Given information start
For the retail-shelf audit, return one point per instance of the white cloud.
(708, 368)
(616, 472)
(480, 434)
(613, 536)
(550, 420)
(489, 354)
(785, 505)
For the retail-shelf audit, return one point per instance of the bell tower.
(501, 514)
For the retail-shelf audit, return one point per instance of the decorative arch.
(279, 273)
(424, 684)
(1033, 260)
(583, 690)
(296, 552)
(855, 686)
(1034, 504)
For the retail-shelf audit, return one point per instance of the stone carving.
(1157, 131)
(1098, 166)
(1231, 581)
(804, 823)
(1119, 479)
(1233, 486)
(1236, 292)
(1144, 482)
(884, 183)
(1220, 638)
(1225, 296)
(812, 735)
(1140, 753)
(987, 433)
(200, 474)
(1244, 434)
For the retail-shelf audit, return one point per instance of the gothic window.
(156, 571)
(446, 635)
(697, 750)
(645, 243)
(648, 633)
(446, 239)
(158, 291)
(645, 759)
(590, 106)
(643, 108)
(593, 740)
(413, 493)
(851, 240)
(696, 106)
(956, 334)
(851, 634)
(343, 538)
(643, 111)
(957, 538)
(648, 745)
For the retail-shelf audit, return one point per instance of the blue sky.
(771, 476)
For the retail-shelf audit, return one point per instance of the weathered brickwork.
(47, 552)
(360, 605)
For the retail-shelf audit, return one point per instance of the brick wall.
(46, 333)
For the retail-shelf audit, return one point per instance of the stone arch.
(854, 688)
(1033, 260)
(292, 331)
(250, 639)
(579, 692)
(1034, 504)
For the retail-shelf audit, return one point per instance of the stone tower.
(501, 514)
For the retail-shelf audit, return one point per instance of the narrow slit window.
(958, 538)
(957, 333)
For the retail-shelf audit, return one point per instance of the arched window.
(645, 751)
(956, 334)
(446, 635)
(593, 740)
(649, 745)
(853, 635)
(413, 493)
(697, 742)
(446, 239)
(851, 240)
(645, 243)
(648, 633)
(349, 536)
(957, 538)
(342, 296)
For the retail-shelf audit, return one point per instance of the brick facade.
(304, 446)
Given information end
◆ Instructions to follow
Repeat all of the items above word for word, keeping every point under the line it belongs to.

◆ Exercise response
For the retail-shelf audit, return one point per instance of the white cloud.
(708, 368)
(616, 472)
(480, 434)
(613, 536)
(550, 420)
(489, 354)
(785, 505)
For the retail-shelf audit, return one point per instance of the bell tower.
(501, 514)
For the retail-shelf audit, return one point per instance of the decorative arch.
(279, 273)
(424, 684)
(1033, 260)
(583, 690)
(296, 552)
(855, 686)
(1034, 504)
For the retail-shelf audit, return one point per instance of the stone carving.
(1157, 131)
(1098, 166)
(1231, 581)
(804, 823)
(1119, 479)
(1233, 486)
(1236, 292)
(1144, 482)
(884, 183)
(1220, 638)
(1225, 296)
(812, 735)
(1140, 753)
(987, 433)
(200, 474)
(1244, 434)
For the retail-shelf audit, return one point per instance of the gothic window.
(156, 571)
(446, 635)
(697, 750)
(645, 243)
(648, 633)
(446, 239)
(158, 291)
(645, 759)
(590, 106)
(643, 108)
(593, 740)
(413, 493)
(851, 240)
(696, 106)
(956, 334)
(851, 634)
(343, 538)
(643, 111)
(957, 538)
(648, 745)
For the retail-shelf audit, return one point per instance of the blue sky.
(771, 476)
For the retail-shelf audit, return one point per instance of the weathered brickwork.
(47, 552)
(360, 605)
For the retail-shelf audit, return one point per instance of the brick wall.
(46, 333)
For the retail-shelf audit, return one point per instance of the stone arch.
(854, 688)
(1033, 260)
(292, 331)
(250, 639)
(579, 692)
(1034, 504)
For the retail-shelf audit, return one point per instance of the stone tower.
(501, 514)
For the retail-shelf audit, return one point per instance of the narrow slit window.
(958, 538)
(957, 333)
For the retail-shelf audit, return one point per instance of the arched window.
(645, 751)
(956, 334)
(446, 635)
(593, 740)
(649, 745)
(853, 635)
(413, 493)
(697, 742)
(446, 239)
(851, 240)
(645, 243)
(648, 633)
(349, 536)
(957, 538)
(342, 296)
For the retail-shelf audit, return one point per instance of the brick facade.
(304, 446)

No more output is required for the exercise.